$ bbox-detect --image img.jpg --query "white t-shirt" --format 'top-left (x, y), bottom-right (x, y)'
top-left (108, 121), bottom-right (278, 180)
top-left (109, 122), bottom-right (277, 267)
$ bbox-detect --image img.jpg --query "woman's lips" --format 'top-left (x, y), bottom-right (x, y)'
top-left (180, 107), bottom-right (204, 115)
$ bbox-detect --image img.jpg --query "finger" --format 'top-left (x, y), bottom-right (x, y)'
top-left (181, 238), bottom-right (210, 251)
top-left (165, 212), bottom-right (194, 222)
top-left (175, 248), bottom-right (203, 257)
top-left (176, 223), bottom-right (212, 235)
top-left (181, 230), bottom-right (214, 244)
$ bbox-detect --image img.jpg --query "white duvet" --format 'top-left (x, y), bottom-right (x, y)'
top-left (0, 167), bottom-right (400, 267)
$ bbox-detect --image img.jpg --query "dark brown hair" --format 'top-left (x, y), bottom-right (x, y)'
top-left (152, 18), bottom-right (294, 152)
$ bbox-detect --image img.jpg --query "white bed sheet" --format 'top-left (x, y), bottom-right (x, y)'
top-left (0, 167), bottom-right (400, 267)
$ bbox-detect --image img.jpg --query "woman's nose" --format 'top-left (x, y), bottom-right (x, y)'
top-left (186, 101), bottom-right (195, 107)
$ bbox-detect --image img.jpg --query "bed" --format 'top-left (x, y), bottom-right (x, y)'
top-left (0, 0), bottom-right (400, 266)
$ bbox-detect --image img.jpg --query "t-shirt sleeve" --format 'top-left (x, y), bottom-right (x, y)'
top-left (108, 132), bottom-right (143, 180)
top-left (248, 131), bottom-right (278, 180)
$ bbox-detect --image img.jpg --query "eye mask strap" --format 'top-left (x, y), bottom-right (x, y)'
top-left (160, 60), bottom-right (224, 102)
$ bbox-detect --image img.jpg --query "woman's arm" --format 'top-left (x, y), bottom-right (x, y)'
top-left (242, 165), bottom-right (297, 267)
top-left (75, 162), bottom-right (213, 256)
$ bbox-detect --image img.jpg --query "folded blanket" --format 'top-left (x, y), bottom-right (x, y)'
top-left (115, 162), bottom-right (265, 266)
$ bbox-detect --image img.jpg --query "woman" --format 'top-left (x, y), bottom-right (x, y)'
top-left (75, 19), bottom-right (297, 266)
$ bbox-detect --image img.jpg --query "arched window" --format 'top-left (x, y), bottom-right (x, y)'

______

**Problem to solve**. Reproduce every one of the entries above verbatim.

**In response**.
$ bbox-detect --image img.jpg --query "white t-shirt" --format 'top-left (x, y), bottom-right (x, y)'
top-left (108, 121), bottom-right (278, 180)
top-left (109, 122), bottom-right (277, 267)
$ bbox-detect --image img.jpg --query "woman's lips" --format 'top-left (x, y), bottom-right (x, y)'
top-left (180, 107), bottom-right (204, 115)
$ bbox-detect --image img.jpg --query "finger" --format 'top-left (x, y), bottom-right (x, y)'
top-left (181, 238), bottom-right (210, 251)
top-left (165, 212), bottom-right (194, 222)
top-left (175, 248), bottom-right (203, 257)
top-left (176, 223), bottom-right (212, 235)
top-left (181, 230), bottom-right (214, 244)
$ bbox-detect --image img.jpg --query "white duvet" --format 'top-left (x, y), bottom-right (x, y)'
top-left (0, 167), bottom-right (400, 267)
$ bbox-detect --image img.jpg --query "dark brown hair" --format 'top-left (x, y), bottom-right (x, y)'
top-left (152, 18), bottom-right (294, 152)
$ bbox-detect --image img.jpg --query "white bed sheet" --format 'top-left (x, y), bottom-right (x, y)'
top-left (0, 167), bottom-right (400, 267)
$ bbox-detect --image img.jpg --query "woman's nose" --format 'top-left (x, y), bottom-right (x, y)'
top-left (186, 101), bottom-right (195, 107)
$ bbox-detect --image img.jpg --query "bed" --format 'top-left (x, y), bottom-right (x, y)'
top-left (0, 0), bottom-right (400, 266)
$ bbox-detect --image img.jpg --query "t-shirt sleeve" --format 'top-left (x, y), bottom-right (x, y)'
top-left (108, 132), bottom-right (143, 180)
top-left (248, 131), bottom-right (278, 180)
$ bbox-detect --image img.jpg --query "eye mask strap" --format 'top-left (x, y), bottom-right (x, y)'
top-left (160, 60), bottom-right (224, 102)
$ bbox-detect --image img.jpg --query "woman's arm" --format 'top-left (x, y), bottom-right (x, y)'
top-left (242, 165), bottom-right (297, 267)
top-left (75, 162), bottom-right (213, 256)
$ bbox-detect --image img.jpg --query "folded blanket" --format 'top-left (x, y), bottom-right (x, y)'
top-left (115, 162), bottom-right (265, 266)
$ bbox-detect --image img.jpg --query "woman" --format 'top-left (x, y), bottom-right (x, y)'
top-left (75, 19), bottom-right (297, 266)
$ bbox-detect --image img.jpg --query "arched window" --format 'top-left (x, y), bottom-right (x, y)'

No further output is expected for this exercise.